Start of GIVEN DATA

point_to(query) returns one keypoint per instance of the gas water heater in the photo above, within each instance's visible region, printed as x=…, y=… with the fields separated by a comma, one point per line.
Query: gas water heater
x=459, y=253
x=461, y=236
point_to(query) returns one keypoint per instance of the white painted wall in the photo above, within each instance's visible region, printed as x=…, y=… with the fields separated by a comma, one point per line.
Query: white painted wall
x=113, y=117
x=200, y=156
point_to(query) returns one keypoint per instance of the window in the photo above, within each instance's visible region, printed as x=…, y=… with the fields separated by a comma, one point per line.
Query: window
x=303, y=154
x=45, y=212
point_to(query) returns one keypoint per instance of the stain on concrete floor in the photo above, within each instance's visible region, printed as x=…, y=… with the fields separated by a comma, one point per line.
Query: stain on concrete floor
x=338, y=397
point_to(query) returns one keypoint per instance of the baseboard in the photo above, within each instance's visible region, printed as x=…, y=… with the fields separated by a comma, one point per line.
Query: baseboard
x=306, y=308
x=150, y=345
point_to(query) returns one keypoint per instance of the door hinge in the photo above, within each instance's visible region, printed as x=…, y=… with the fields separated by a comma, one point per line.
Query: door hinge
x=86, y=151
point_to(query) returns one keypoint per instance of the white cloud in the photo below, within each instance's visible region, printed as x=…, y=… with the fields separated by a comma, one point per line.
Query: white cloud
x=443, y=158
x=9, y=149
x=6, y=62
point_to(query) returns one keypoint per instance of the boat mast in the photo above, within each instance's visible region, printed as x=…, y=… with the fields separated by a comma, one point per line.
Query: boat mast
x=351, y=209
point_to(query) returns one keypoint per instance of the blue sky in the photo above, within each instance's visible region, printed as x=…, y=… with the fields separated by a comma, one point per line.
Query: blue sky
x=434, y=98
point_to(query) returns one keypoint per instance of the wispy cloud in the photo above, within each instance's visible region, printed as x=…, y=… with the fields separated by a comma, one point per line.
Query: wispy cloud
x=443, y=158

End of GIVEN DATA

§ TASK OBJECTIVE
Your answer must consist only of the lines from the start of the records above through the line with "the white cloud", each retyped exactly.

§ RESPONSE TO THIS EXERCISE
point_to(query) returns one keypoint per instance of the gas water heater in the photo above, within each instance's visible region, printed as x=…, y=… with the fields separated by a comma, one point per line.
Query: gas water heater
x=459, y=253
x=461, y=236
point_to(query) returns one keypoint per instance of the white painted wall in the photo above, within each instance's visible region, printed as x=…, y=… with the fields separated by a comma, one point per line.
Query: white painted wall
x=113, y=117
x=200, y=156
point_to(query) returns one keypoint per instance of the window in the photo above, within each instance's visible region, printed as x=…, y=… with the fields separated by a comma, one point per line.
Query: window
x=303, y=154
x=45, y=212
point_to(query) returns one keypoint per instance of the stain on concrete floor in the photo above, within each instance's visible region, printed as x=…, y=… with the fields separated by a comma, one point per line.
Query: stain on concrete floor
x=338, y=397
point_to(query) returns one keypoint per instance of the baseboard in the photo above, within each instance's visible region, printed as x=…, y=… with the fields separated by a comma, one point per line.
Query: baseboard
x=306, y=308
x=150, y=345
point_to(query) returns one keypoint per instance of the door hinge in the photo above, within each instance's visible region, printed as x=…, y=… with the fields separated by a comma, one point per line.
Query: door hinge
x=86, y=151
point_to(query) returns one keypoint per instance of the white cloud in the photo below, within each instance's visible region, printed as x=…, y=… with the fields separated by a comma, one point per line.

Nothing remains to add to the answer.